━━ SUPPLIED PASSAGE ━━

Minutes later Wayne’s brother Steve was allowed into the birthing
room. He came in shyly, uncomfortable at seeing Connie bare-breasted.
“Get in here,” Wayne said. “Have a look at my son.”
Steve placed flowers next to Connie. He kissed her cheek. Then he
looked at his nephew. “Gee, Wayne,” he said. “He’s got your chin.”
Connie smiled. She knew what he meant.
8
THE PROMISE

May, 1989
Long before he became a father, Wayne Chaney had decided that his
grandfather, William Martin Jackson, “Gramps,” was the man who was
most like a father to him. Wayne had many powerful memories of times he
had shared with his grandfather, and it was with him that Wayne felt most
accepted. In the birth of Max, Wayne saw his chance to give something
back to the old man, who by then was seventy-five, though still strong and
stalwart. He would give the baby William as his middle name. Gramps was
touched and thrilled by the gesture. This, he knew, was Wayne’s way of
saying that a family name would continue, that the child was a part of him.
William Martin Jackson, after all, had been the most significant person
in Wayne’s life. After Wayne’s falling out with his father, at age twelve, he
gravitated toward Gramps, who had moved in with Donna and the family
after his wife, Evelyn, had died. The sweetest moments of Wayne’s
childhood were long, fun-filled days with Gramps. Gramps would take the
boy hunting and fishing, and fill Wayne’s imagination with vivid stories of
his own childhood in Kentucky. Gramps was born in Warren County to a
farming family, he said. Later the family had owned a general store. When
Gramps told Wayne tales of the townfolk and the store, and the colorful
characters who came in to shop, his language was rich with the texture of
the land, and Wayne sometimes felt as though he could smell the sweet air
and touch the merchandise in the old store. Though Gramps and his two
sisters had moved out of Kentucky long before Gramps had a grandson to
tell about it, one brother remained there, and Gramps had held onto the
farmland he owned in Kentucky. “Never been able to part with it,” he told
Wayne. Instead he rented it out to tobacco and cotton farmers.
“I bought it in 1943 for six thousand dollars,” Gramps told Wayne at
least a dozen times. “Can’t buy much of anything for that price now.”
Wayne often went with Gramps to the farm. Located on Route 1 in
Smith Grove, near Bowling Green, it was 155 acres of land on Drake
Creek. For Wayne, who would gladly have spent his life as Huck Finn, the
farm was as perfect as a cool breeze off the Mississippi. And it was there
that Gramps helped Wayne develop his deep attachment to the land.

━━━

REQUIRED TASK A => Check each statement against the passage about Wayne and Gramps and answer yes or no, quoting the words of the text that settle it. (i) Gramps bought his Kentucky farm in 1943 for six thousand dollars. (ii) Gramps eventually sold his farmland in Kentucky. (iii) The farm covered 155 acres on Drake Creek.
The text and the entries below it are unrelated.

━━ PROVIDED ENTRIES ━━

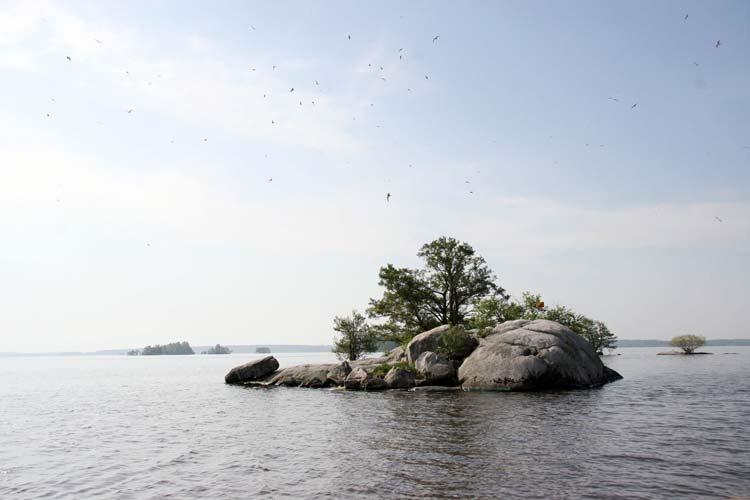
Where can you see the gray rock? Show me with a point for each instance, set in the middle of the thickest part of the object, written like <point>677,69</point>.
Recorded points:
<point>361,380</point>
<point>426,341</point>
<point>303,376</point>
<point>396,355</point>
<point>254,370</point>
<point>434,370</point>
<point>527,355</point>
<point>369,364</point>
<point>337,374</point>
<point>398,378</point>
<point>436,388</point>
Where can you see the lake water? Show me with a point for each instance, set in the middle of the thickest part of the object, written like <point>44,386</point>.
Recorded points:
<point>168,427</point>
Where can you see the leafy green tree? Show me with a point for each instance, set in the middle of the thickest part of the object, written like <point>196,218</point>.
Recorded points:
<point>688,343</point>
<point>355,337</point>
<point>444,291</point>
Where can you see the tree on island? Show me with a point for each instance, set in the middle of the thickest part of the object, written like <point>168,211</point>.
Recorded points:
<point>444,291</point>
<point>688,343</point>
<point>218,349</point>
<point>167,349</point>
<point>355,337</point>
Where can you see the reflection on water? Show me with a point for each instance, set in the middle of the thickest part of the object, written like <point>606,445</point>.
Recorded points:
<point>120,427</point>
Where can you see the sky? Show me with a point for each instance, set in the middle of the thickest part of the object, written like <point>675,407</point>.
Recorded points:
<point>165,183</point>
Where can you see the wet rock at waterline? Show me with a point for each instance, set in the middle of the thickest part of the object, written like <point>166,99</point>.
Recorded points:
<point>253,370</point>
<point>517,355</point>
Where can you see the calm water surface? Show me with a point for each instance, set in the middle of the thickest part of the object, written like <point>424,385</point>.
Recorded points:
<point>161,427</point>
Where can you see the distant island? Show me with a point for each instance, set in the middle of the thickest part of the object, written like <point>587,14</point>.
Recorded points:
<point>218,349</point>
<point>175,348</point>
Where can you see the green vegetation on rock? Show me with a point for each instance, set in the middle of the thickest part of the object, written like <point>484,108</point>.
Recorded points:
<point>167,349</point>
<point>355,337</point>
<point>688,343</point>
<point>218,349</point>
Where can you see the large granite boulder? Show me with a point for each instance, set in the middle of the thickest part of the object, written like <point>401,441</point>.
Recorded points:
<point>434,370</point>
<point>302,376</point>
<point>426,341</point>
<point>398,378</point>
<point>360,380</point>
<point>254,370</point>
<point>525,355</point>
<point>337,374</point>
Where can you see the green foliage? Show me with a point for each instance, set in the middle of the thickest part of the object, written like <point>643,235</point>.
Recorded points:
<point>456,343</point>
<point>382,369</point>
<point>444,291</point>
<point>492,311</point>
<point>355,337</point>
<point>688,343</point>
<point>218,349</point>
<point>167,349</point>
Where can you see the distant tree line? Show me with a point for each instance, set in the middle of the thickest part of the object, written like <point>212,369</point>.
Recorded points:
<point>166,349</point>
<point>218,349</point>
<point>455,286</point>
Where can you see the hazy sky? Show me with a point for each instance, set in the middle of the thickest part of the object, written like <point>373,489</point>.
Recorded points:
<point>120,228</point>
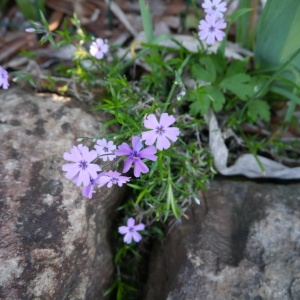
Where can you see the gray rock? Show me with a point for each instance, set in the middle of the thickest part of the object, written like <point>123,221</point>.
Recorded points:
<point>242,242</point>
<point>53,241</point>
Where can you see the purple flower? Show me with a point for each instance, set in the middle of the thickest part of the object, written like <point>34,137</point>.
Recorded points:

━━━

REQUIRED TASK B => Render the entries as a numbered list, with blank lines left out. Begin at the line that contains "Where can you see the purple" and go through the last line of the entries.

EXERCISE ANSWER A =>
(i) Yes: "I bought it in 1943 for six thousand dollars,"
(ii) No: "Never been able to part with it," and "Instead he rented it out to tobacco and cotton farmers."
(iii) Yes: "it was 155 acres of land on Drake Creek."

EXERCISE ANSWER B =>
1. Where can you see the purple flower? Show me with a point for each instance, set in the middle of the thickest part of the object, written like <point>34,137</point>.
2. Recorded points:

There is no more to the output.